__Verilen Görev__. Aşağıdaki haber metnine göre Erdoğan, çok görüldüğünü söylediği vatan toprağını kaç kilometrekare olarak belirtiyor?

__Kaynak Metin__.
-------------------------
Burdur Cumhuriyet Meydanı'ndaki konuşmasında birliğin kaybedilmemesi çağrısında bulunan Cumhurbaşkanı Erdoğan, "Bu millet 'Edirne'ye Enver gireceğine Bulgar girsin' diyecek kadar iktidar mücadelesinde dengesini kaybedenleri gördü. Şimdi de 'Şu andaki iktidar kalacağına Rus, Suriye gelsin' diyenler var bu ülkede" dedi. Erdoğan'ın Burdar'a yaptığı konuşmada, bu güne kadar iktidarda başkaları vardı, PKK, Güneydoğuya silahları başka bir iktidar zamanında yığdı, Mecliste'tike terörist dediği milletvekilleri başka bir iktidarın yaptığı anayasa değişikliği ile oraya girdi" de Erdoğan konuşuyor gibi yorumlar yaptırdı.

Meclis'te olanlardan Moskova'ya gidip, Rus Dışişleri Bakanı'yla görüşenler olduğunu kaydeden Erdoğan, "Ardından PYD- YPG'ye Moskova'da ofis açtıranlar var bu ülkede. İşte bugün devletimizi bu zor şartlar altında, gerçekten her şeyin asgarisine razı olarak kurup bugünlere getirebildik. Onun için diyorum ki bu parlamentonun içinde teröre bulaşanlar varsa ki var, onun için bedelini ödemelidir" diye konuştu.

Anayasa ne diyorsa bunun gereği yerine getirmelidir dediğini kaydeden Erdoğan, sözlerini şöyle sürdürdü


"Millet bunu bekliyor, öyleyse milletin beklentisinin cevabı verilmelidir. Bugün bir kez daha bize 780 bin kilometrekare vatan toprağını, 79 milyon nüfusu çok görenler, ülkeyi parçalamak, bölmek için tüm güçleriyle saldırıyorlar. Bilhassa son üç yıldır yaşadıklarımızın hiçbiri tesadüfü ve birbirinden bağımsız değildir. İşte paralel, örgüt, bölücü örgüt şu, bu vs. hepsi de farklı görünümlerde, farklı isimler, farklı yöntemlerle, farklı amaçlar için öyle görünüyorlar ama hedef aynı. Milletimizin bunların gerçek yüzünü gördü, gerçek niyeti bildiği içinde hiçbirine prim vermedi vermeyecek."
-------------------------
__Öğeler__.

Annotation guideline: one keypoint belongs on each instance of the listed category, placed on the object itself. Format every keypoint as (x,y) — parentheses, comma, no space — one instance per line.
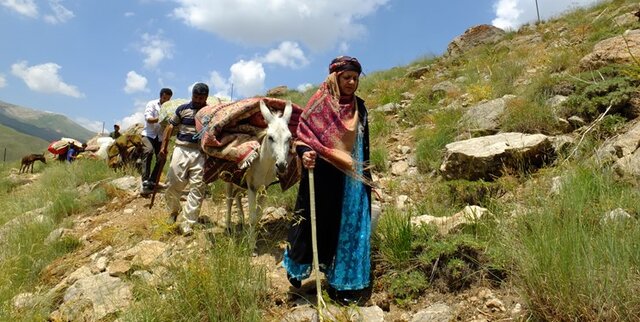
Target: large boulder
(619,50)
(484,118)
(620,146)
(489,157)
(474,36)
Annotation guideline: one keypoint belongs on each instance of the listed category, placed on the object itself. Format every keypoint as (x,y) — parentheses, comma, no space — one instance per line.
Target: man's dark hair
(200,89)
(166,91)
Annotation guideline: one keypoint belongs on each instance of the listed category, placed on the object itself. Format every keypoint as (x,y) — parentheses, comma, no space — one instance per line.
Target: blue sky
(100,61)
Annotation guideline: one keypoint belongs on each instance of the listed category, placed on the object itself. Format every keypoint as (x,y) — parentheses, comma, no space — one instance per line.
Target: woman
(333,139)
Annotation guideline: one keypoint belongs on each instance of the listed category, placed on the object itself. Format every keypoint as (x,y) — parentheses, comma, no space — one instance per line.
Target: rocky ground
(125,237)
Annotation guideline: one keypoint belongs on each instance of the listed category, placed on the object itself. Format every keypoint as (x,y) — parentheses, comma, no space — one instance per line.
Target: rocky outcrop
(484,118)
(489,157)
(624,49)
(278,91)
(474,36)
-------------------------
__Tam Yanıt__. 780 bin kilometrekare.